AUSGEWÄHLTER AUSZUG:
....

Unter anderem sagte er: «Fussball bedeutet Gefühle, Emotionen, Glauben, Vertrauen, Menschen.» Und: «Ich habe es schon viele, viele, viele Male gemacht, Mannschaften von unten wegzuführen.» Und schliesslich: «Wir müssen stolz sein auf das, was wir sind.»

Der Gegner wird von der Mainzer Energie erdrückt

Vom ersten Tag an kennt er die Spieler mit Vor- und Nachnamen, auch die Schweizer Nationalspieler Silvan Widmer und Edimilson Fernandes. «Das hilft natürlich, wenn du nicht zuerst noch auf den Zettel schauen musst, um zu sehen: Ah, Nummer 8, Barreiro», sagt Schmidt. Henriksen ordnet sofort an, mehr Trainings für die Zuschauer zu öffnen. Drei Tage hat er Zeit, die Mannschaft auf sein Debüt gegen Augsburg vorzubereiten. Als der Spielbeginn noch eine Stunde entfernt ist, geht er raus auf den Platz, baut sich vor der Fantribüne auf und schlägt ein paar Mal mit der rechten Faust in die Luft, um die Stimmung anzuheizen. Mainz gewinnt 1:0.

....

AUFGABE 1: Gib an, wie viele Tage Henriksen laut dem Auszug bleiben, um die Mannschaft auf sein Debüt gegen Augsburg vorzubereiten.
AUFGABE 2: Erkläre anhand des Auszugs, wozu Henriksen vor dem Spiel vor der Fantribüne mehrmals mit der Faust in die Luft schlägt.

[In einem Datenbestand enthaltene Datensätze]

....

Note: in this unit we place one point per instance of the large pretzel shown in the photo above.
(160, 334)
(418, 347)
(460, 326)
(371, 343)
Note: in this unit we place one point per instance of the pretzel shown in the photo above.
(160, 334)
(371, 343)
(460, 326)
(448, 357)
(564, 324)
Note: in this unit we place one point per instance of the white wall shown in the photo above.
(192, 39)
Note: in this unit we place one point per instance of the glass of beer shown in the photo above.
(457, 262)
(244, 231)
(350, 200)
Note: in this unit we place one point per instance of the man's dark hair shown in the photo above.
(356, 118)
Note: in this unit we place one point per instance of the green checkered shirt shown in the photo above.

....

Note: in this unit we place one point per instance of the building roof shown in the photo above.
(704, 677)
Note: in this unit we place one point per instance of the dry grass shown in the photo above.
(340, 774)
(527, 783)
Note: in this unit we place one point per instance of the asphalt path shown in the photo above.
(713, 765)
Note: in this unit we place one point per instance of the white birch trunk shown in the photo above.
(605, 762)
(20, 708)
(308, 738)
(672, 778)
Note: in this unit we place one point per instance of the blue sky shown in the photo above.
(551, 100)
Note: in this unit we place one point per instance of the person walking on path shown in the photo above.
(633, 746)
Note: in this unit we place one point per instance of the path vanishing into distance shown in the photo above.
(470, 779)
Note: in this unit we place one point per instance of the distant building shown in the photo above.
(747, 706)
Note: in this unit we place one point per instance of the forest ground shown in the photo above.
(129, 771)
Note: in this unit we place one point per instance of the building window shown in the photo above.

....

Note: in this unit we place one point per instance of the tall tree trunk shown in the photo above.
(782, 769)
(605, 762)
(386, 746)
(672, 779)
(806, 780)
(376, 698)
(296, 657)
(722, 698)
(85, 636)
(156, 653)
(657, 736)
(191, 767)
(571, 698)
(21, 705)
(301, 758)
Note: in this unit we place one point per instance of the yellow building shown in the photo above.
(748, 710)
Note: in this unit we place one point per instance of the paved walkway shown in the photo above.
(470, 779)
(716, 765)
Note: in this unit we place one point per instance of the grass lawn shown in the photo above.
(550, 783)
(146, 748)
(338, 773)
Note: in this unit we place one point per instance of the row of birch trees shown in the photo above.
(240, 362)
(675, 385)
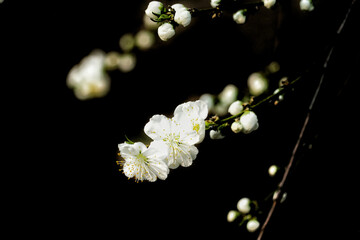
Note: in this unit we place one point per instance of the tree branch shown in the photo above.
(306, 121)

....

RICHTIGE LÖSUNG 1: Drei Tage.

RICHTIGE LÖSUNG 2: Eine Stunde vor Spielbeginn baut er sich vor der Fantribüne auf und schlägt ein paar Mal mit der rechten Faust in die Luft, um die Stimmung anzuheizen.